Requirement:
Copy the passage from the article on Pennsylvania's AI lawsuit and medical diagnosis word for word, from "The alleged duplicity" to "invalid license number.".

Document passage:
The controversial role of AIs as dispensers of medical advice is in focus as Pennsylvania brings a groundbreaking suit against an AI company for falsely claiming to be a licensed doctor. The state’s suit comes on the heels of a new study that indicates that AI outperforms doctors in making the correct diagnosis in emergency room settings.

The Pennsylvania lawsuit takes aim at Character.ai, which has some 20 million users. State investigators found that AI chatbot characters claimed to be licensed medical professionals, including psychiatrists who engaged in conversations with users about mental health symptoms. In addition, the Character Technologies, Inc. platform allegedly allowed users to create and deploy “characters” trained to have a specific personality that presented themselves as professionals. With millions of people regularly consulting an AI for wellness advice, fraudulent interactions can have profound consequences.

“We will not allow companies to deploy AI tools that mislead people into believing they are receiving advice from a licensed medical professional,” said Pennsylvania Gov. Josh Shapiro. 

The alleged duplicity came to light when a state investigator engaged with a chatbot named “Emilie” which described itself as a psychology specialist attending medical school at the Imperial College in London. The chatbot said “it was within my remit as a doctor” to prescribe the investigator medication to treat depression symptoms. Emilie said it was licensed in the Keystone State and provided an invalid license number.

Character.ai has been in the spotlight before. Multiple families sued the company last year alleging it contributed to their children’s suicide or mental health problems. The company says its characters should be treated as fictional.

A central question is whether AI should be involved in medical diagnostics at all. The answer seems to be a qualified “yes.”  In a new study published by the journal Science, Harvard Medical School researchers found that while two doctors in an emergency room situation made exact or near-exact diagnoses in 50% and 55% of the cases, an AI was close or exact 67% of the time. The study used clinical records of 76 Beth Israel patients and employed OpenAI’s o1 model. The experiment had no impact on actual patient care. 

One impressive result of the Harvard study was that AI was able to correctly decide on the next best step for a patient 89% of the time. By contrast, physicians using conventional resources like search engines and medical databases were correct only 34% of the time.

“This is a big conclusion for me—it works with the messy real-world data of the emergency room,” said Dr. Adam Rodman, one of the study’s authors, in an NPR interview. “It works for making diagnoses in the real world.”

The researchers noted that the study relied on text-only inputs while real-world medicine also involves visual cues, physical cues and the patient’s voice. The results are applicable to emergency and internal medicine but not surgery. 

Caution also is advisable in making AI the first layer of patient interaction. A new study published in Nature Health reveals that when patients describe their symptoms to an AI rather than medical professionals, the quality of that information markedly declines. The phenomenon is known as “uniqueness neglect” as people believe a machine can’t possibly understand the nuances of their personal situation and they clam up.

Doctors have been using AI for tasks like transcribing patient notes, reviewing health scans and early disease detection. The new Harvard study suggests AI now possesses a level of computational and reasoning ability that can support a medical diagnosis. Doctors may want to ask an AI for a second opinion, especially in stressful, time-sensitive emergency room settings. But as Pennsylvania’s lawsuit against Character.ai suggests, that second opinion may only be as good as the AI model being employed. Patients may soon be asking their doctors: “Who’s your AI?

Recorded data:
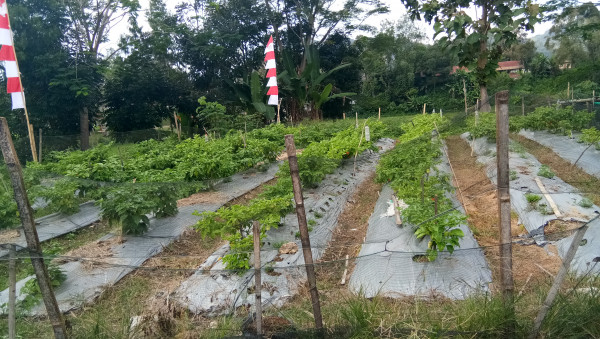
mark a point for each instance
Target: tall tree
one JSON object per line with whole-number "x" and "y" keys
{"x": 91, "y": 22}
{"x": 477, "y": 42}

Answer section:
The alleged duplicity came to light when a state investigator engaged with a chatbot named “Emilie” which described itself as a psychology specialist attending medical school at the Imperial College in London. The chatbot said “it was within my remit as a doctor” to prescribe the investigator medication to treat depression symptoms. Emilie said it was licensed in the Keystone State and provided an invalid license number.